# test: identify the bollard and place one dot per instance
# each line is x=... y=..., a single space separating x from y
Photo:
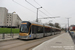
x=3 y=36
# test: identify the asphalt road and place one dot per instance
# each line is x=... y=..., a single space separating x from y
x=19 y=44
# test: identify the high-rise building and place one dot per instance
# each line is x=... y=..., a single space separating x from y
x=9 y=19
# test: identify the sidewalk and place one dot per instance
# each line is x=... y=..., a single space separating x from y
x=61 y=42
x=8 y=37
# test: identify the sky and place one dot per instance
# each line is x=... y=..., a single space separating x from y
x=50 y=8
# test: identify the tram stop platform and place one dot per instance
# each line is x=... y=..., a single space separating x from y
x=61 y=42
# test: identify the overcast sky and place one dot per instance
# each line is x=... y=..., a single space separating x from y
x=51 y=8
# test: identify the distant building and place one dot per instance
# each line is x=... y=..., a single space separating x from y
x=9 y=19
x=3 y=16
x=72 y=28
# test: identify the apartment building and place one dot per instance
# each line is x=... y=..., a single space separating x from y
x=13 y=20
x=3 y=16
x=9 y=19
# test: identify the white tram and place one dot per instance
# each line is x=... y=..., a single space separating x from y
x=31 y=30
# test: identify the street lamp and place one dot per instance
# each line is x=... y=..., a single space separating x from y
x=37 y=13
x=11 y=22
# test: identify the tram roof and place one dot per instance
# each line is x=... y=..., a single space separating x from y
x=40 y=24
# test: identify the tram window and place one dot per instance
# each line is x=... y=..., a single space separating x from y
x=40 y=29
x=33 y=29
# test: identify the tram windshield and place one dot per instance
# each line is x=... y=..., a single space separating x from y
x=24 y=28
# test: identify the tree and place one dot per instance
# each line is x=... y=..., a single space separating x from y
x=51 y=24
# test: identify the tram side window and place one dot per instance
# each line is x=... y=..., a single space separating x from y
x=39 y=29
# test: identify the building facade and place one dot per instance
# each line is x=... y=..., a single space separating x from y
x=9 y=19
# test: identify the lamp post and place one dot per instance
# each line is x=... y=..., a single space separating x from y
x=11 y=23
x=37 y=14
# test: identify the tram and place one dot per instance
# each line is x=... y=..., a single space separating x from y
x=31 y=30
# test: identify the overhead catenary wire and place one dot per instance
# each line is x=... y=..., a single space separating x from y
┄┄┄┄┄┄┄┄┄┄
Could you arrange every line of the data above as a Markdown table with the columns Row and Line, numbering each row and leaving out blank lines? Keep the pictures out of your answer.

**RESULT FOR THIS EXERCISE:**
| Row | Line |
|---|---|
| 1 | # test: identify the bollard and place one dot per instance |
| 2 | # each line is x=... y=..., a single space separating x from y |
| 3 | Photo: |
| 4 | x=3 y=36 |
| 5 | # test: identify the asphalt road and place one dot per instance |
| 6 | # each line is x=... y=..., a single space separating x from y |
| 7 | x=19 y=44 |
| 8 | # test: identify the high-rise building and place one dot per instance |
| 9 | # each line is x=... y=..., a single space separating x from y |
| 10 | x=9 y=19 |
| 11 | # test: identify the sidewalk and place one dot per instance |
| 12 | # each line is x=... y=..., a single space separating x from y |
| 13 | x=61 y=42 |
| 14 | x=8 y=37 |
| 15 | # test: identify the sky and place one dot per instance |
| 16 | # each line is x=... y=..., a single space separating x from y |
| 17 | x=50 y=8 |
| 18 | # test: identify the tram stop platform and place one dot per instance |
| 19 | # each line is x=... y=..., a single space separating x from y |
| 20 | x=61 y=42 |
| 21 | # test: identify the overcast sky and place one dot per instance |
| 22 | # each line is x=... y=..., a single space separating x from y |
| 23 | x=51 y=8 |
| 24 | # test: identify the distant building and place one dot per instance |
| 25 | # each line is x=... y=..., a single space separating x from y |
| 26 | x=9 y=19 |
| 27 | x=3 y=16 |
| 28 | x=72 y=28 |
| 29 | # test: identify the apartment building and place one dot per instance |
| 30 | # each line is x=... y=..., a single space separating x from y |
| 31 | x=13 y=20 |
| 32 | x=3 y=16 |
| 33 | x=9 y=19 |
| 34 | # test: identify the white tram and place one dot per instance |
| 35 | # each line is x=... y=..., a single space separating x from y |
| 36 | x=31 y=30 |
| 37 | # test: identify the street lamp and place one dot per instance |
| 38 | # each line is x=... y=..., a single space separating x from y |
| 39 | x=37 y=13 |
| 40 | x=11 y=22 |
| 41 | # test: identify the tram roof and place one dot per instance |
| 42 | # each line is x=... y=..., a single space separating x from y |
| 43 | x=40 y=24 |
| 44 | # test: identify the tram window and place one dot per instance |
| 45 | # each line is x=... y=..., a single space separating x from y |
| 46 | x=40 y=29 |
| 47 | x=33 y=29 |
| 48 | # test: identify the tram windshield and place one dot per instance |
| 49 | # each line is x=... y=..., a single space separating x from y |
| 50 | x=24 y=28 |
| 51 | # test: identify the tree and place one dot per instance |
| 52 | # each line is x=... y=..., a single space separating x from y |
| 53 | x=51 y=24 |
| 54 | # test: identify the tram side window and place one dot per instance |
| 55 | # each line is x=... y=..., a single space separating x from y |
| 56 | x=39 y=29 |
| 57 | # test: identify the building facade and place one dot per instance |
| 58 | # each line is x=... y=..., a single space separating x from y |
| 59 | x=9 y=19 |
| 60 | # test: identify the lamp post and place one dot per instance |
| 61 | # each line is x=... y=..., a single space separating x from y |
| 62 | x=11 y=23 |
| 63 | x=37 y=14 |
| 64 | # test: identify the tram and place one dot per instance |
| 65 | # each line is x=... y=..., a single space separating x from y |
| 66 | x=31 y=30 |
| 67 | # test: identify the overhead catenary wire and place one dot per instance |
| 68 | # each line is x=... y=..., a single space separating x from y |